TASK
Pull out every row below that contains the string "shaded", and copy each one in full. Case counts.

INPUT FOR THIS TASK
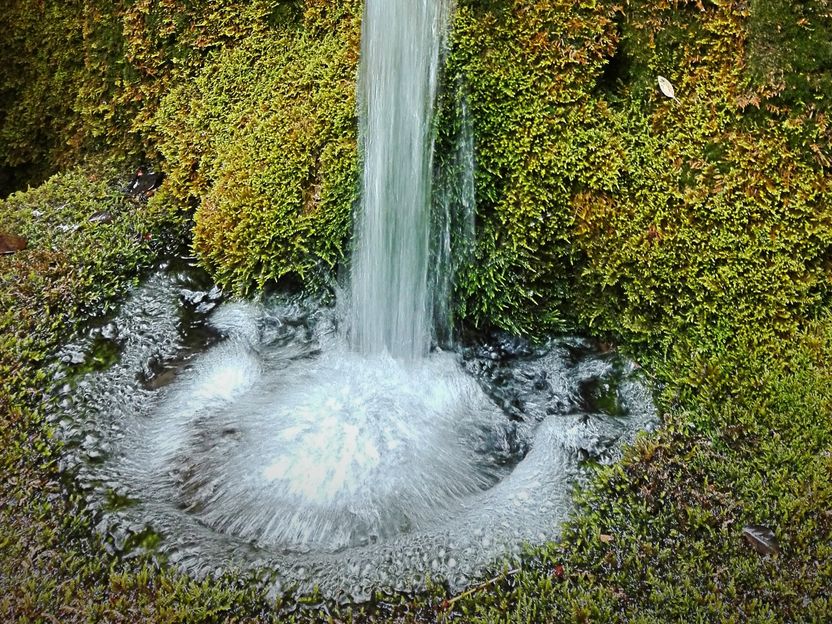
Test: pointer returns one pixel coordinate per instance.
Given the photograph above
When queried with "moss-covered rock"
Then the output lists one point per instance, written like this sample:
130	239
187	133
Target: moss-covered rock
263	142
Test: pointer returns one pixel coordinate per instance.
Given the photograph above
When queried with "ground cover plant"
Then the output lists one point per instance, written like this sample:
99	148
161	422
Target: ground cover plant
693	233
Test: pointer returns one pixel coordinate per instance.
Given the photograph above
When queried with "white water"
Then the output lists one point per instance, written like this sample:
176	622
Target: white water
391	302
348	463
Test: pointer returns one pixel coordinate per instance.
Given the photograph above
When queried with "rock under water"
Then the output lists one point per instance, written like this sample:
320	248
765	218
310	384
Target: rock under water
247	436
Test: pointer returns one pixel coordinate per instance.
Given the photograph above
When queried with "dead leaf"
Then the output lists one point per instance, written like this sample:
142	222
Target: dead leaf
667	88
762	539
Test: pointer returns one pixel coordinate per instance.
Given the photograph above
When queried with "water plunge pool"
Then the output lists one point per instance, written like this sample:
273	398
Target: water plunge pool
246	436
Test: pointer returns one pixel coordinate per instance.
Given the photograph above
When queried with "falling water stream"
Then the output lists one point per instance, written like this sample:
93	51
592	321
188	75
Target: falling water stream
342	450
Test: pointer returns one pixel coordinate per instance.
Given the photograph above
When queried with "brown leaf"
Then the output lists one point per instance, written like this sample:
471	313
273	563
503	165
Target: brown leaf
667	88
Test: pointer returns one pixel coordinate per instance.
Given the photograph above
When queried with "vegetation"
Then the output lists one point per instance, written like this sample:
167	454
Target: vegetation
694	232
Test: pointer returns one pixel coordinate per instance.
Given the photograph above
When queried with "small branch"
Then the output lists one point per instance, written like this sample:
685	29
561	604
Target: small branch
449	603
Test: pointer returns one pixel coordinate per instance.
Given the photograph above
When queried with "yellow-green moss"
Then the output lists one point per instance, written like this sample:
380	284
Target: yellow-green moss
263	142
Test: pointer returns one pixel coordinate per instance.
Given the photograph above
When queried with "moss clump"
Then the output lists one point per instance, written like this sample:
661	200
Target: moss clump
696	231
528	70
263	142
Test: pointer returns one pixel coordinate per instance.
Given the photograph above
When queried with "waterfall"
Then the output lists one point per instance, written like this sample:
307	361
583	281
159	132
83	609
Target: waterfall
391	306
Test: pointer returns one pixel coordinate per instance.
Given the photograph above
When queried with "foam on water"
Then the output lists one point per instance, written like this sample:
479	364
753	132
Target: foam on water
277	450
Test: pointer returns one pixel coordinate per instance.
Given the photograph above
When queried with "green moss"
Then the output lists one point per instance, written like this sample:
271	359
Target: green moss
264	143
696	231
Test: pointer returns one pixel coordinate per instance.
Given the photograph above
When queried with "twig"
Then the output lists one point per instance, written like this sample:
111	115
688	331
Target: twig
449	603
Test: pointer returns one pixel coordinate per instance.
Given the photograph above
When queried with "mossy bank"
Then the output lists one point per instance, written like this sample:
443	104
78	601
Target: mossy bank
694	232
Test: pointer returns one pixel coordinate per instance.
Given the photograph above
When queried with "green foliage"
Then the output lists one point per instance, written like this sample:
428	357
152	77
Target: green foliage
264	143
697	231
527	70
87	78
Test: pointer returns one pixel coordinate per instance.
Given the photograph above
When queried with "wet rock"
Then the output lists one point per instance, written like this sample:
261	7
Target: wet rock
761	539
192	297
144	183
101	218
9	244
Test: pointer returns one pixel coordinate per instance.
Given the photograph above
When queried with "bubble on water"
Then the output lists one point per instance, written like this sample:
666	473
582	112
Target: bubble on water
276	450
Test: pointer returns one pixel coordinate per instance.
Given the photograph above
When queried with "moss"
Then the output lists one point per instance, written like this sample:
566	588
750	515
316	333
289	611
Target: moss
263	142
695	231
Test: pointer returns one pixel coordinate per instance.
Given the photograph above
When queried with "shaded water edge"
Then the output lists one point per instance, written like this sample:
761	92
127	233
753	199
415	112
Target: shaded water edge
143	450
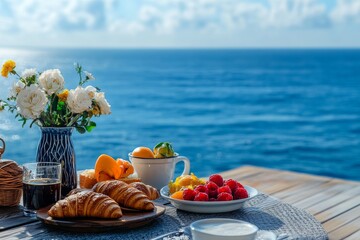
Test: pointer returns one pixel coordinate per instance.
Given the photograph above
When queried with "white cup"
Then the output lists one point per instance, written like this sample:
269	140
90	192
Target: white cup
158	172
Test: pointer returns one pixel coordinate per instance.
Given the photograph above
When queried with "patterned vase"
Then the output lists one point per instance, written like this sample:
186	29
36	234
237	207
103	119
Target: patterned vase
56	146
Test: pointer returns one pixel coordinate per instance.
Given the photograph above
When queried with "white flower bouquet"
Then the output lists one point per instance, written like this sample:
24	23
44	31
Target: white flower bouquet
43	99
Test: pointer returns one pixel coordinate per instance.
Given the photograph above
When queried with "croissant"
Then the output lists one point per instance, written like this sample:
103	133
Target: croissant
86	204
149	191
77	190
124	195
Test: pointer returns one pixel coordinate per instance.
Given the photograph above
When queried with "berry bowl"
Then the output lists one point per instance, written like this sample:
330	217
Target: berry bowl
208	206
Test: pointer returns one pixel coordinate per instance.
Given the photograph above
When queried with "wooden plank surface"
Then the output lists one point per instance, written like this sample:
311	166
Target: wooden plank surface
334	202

FINAL ANSWER
When queried with "shaded water edge"
Target: shaded water edge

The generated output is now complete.